> **Given task 1**: In the passage on keyword and content data below, which section reads program names from the keyword information and supplies them as keywords to the keyword acquiring section?
> **Given task 2**: Set down, word for word, the stretch of the passage on keyword and content data from "Record 121 is" through "process is executed.".

> **Supplied text**:

□ □ □ □

Description will be further given with reference to FIGS. 9 to 11.

FIG. 9 is a diagram showing an example of information stored in the keyword information 51 of FIG. 2 as information accumulated in the server 31. In this example, a “program name” as a content name acquired from a web page or the like which introduces content in another server connected to the Internet is described along with an “information URL” as address information of the web page.

For example, the information shown in the same figure is stored as records of the keyword information 51 constituted as a database.

Record 121 is content information of which a program name is “ABC Documentary”. Likewise, record 122 is content information of which a program name is “DEF Animation”, record 123 is content information of which a program name is “Demon of GHI Quiz”, . . . , record 124 is content information of which a program name is “XYZ Variety”.

The keyword providing section 52 reads information described as a program name from the record of the keyword information 51 as a keyword and provides the read information to the keyword acquiring section 81. The keyword acquiring section 81 acquires the program name of the record of the keyword information 51, which is made of text data, as a keyword. For example, in step S21 of FIG. 5, this process is executed.

FIG. 10 is a diagram showing an example of information stored in the content data 61 of FIG. 2 as information accumulated in the recorder 32. For example, the information shown in the same figure is generated on the basis of metadata acquired from each EPG or the like which is made of information of metadata attached to content data.

In this example, information of “Title” representing a content title and “Broadcast Date”, “Broadcast Time” and “Channel” representing a broadcast date of corresponding content and a broadcast channel is described in metadata 141, metadata 142, . . . . Also information of “Content URL” as address information of a web page of a creator of corresponding content is described in the metadata 141, the metadata 142, . . . .

□ □ □ □

> **Material**:
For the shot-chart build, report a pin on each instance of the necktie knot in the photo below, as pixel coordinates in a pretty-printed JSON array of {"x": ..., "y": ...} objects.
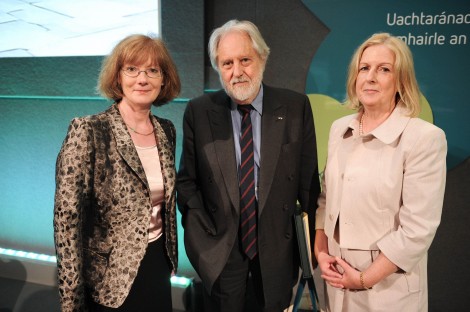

□ □ □ □

> **Exercise solution 1**: The keyword providing section 52.

> **Exercise solution 2**:
Record 121 is content information of which a program name is “ABC Documentary”. Likewise, record 122 is content information of which a program name is “DEF Animation”, record 123 is content information of which a program name is “Demon of GHI Quiz”, . . . , record 124 is content information of which a program name is “XYZ Variety”.

The keyword providing section 52 reads information described as a program name from the record of the keyword information 51 as a keyword and provides the read information to the keyword acquiring section 81. The keyword acquiring section 81 acquires the program name of the record of the keyword information 51, which is made of text data, as a keyword. For example, in step S21 of FIG. 5, this process is executed.